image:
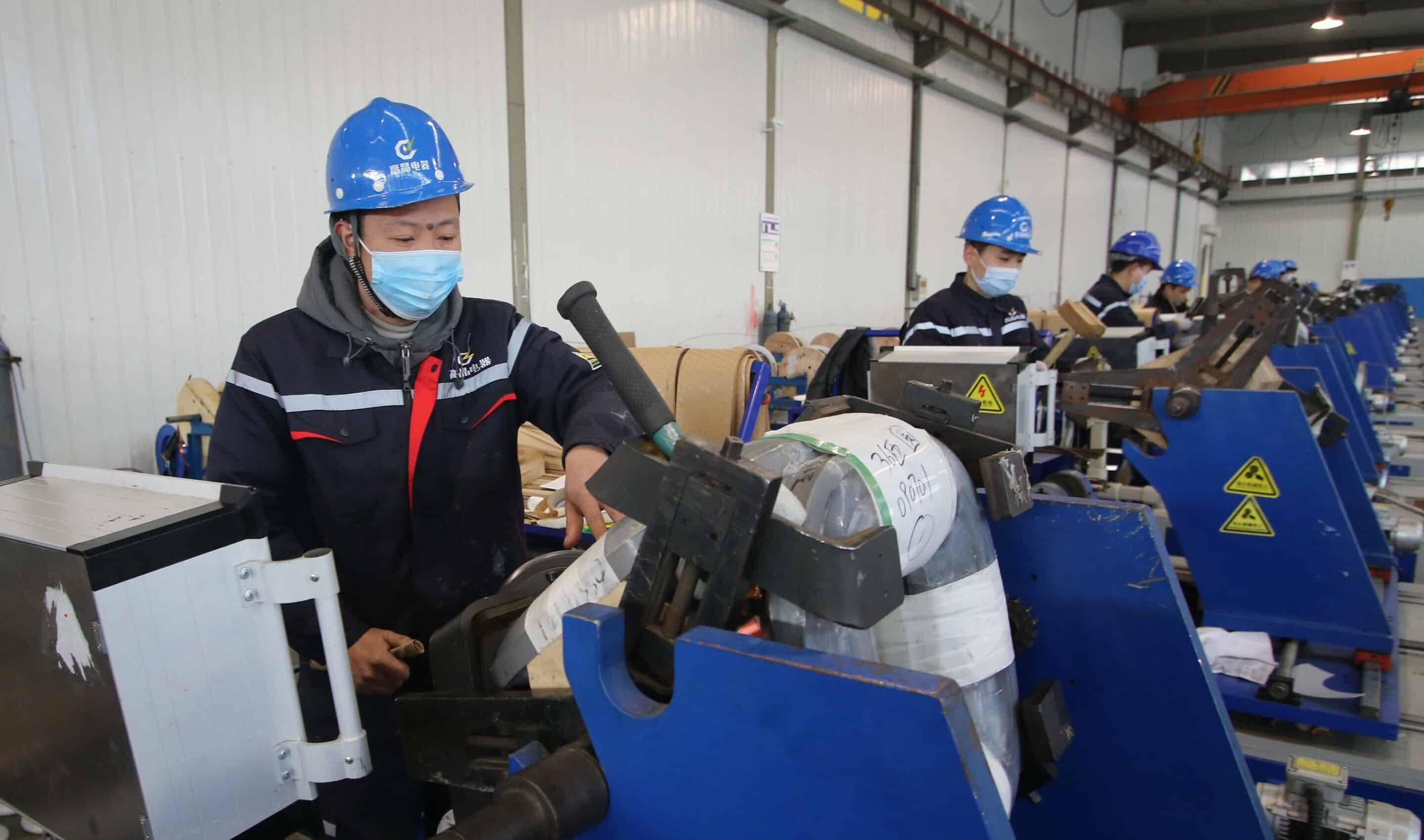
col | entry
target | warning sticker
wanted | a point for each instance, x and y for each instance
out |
(983, 391)
(1248, 519)
(1253, 479)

■ ■ ■

REQUEST:
Rewrite the material above, changing "warning sticker" to "caution label" and leaving everything else as it is. Omit the pictures from your version.

COMPLETE RESPONSE:
image:
col | entry
target | caution label
wanted | a point for each instance, x and y for each instance
out |
(983, 391)
(1248, 519)
(1253, 479)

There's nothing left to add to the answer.